THE EXERCISE
Swap "national court" for "referring court" in the court ruling passage below, then write out the passage between "Costs49 The costs" and "for that court.", inclusive.
━━━━━ DOCUMENT PASSAGE
Costs49 The costs incurred by the German, Greek, Spanish, Austrian and Swedish Governments and by the Commission, which have submitted observations to the Court, are not recoverable. Since these proceedings are, for the parties to the main proceedings, a step in the action pending before the national court, the decision on costs is a matter for that court.  

Operative part

On those grounds,THE COURT (Fifth Chamber), in answer to the questions referred to it by the Bundessozialgericht by order of 8 February 1996, hereby rules: 1. On a proper construction of Article 78(2)(b) of Regulation (EEC) No 1408/71 of the Council of 14 June 1971 on the application of social security schemes to employed persons, to self-employed persons and to members of their families moving within the Community, as amended and updated by Council Regulation (EEC) No 2001/83 of 2 June 1983, Article 78(2)(b)(ii) does not become applicable in circumstances where a right to orphans' pension, which initially arose under Article 78(2)(b)(i) in the Member State in which the recipient resides, has been lost by reason of the attainment of an age-limit, while in another Member State, whose legislation was also applicable to the insured person, a right to orphans' pension would run beyond that date on application of the rule on aggregation laid down in Article 79 of the regulation. 2. Articles 48 and 51 of the EC Treaty preclude the loss of social security advantages for workers which would result from the inapplicability, following the entry into force of Regulation No 1408/71, of a bilateral social security convention.  However, that principle cannot apply in so far as, when the benefits are set under the regulation for the first time, a comparison has already been made of the advantages resulting from the regulation and the convention, respectively, whose outcome was that it was more advantageous to apply the regulation than the convention.
━━━━━━━━━━
━━━━━ COLLECTED DATA
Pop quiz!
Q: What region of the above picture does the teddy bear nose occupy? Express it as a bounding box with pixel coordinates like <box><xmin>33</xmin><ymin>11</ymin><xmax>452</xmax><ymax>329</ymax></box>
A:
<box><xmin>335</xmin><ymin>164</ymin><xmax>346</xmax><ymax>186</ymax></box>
━━━━━━━━━━
RESPONSE BELOW
Costs49 The costs incurred by the German, Greek, Spanish, Austrian and Swedish Governments and by the Commission, which have submitted observations to the Court, are not recoverable. Since these proceedings are, for the parties to the main proceedings, a step in the action pending before the referring court, the decision on costs is a matter for that court.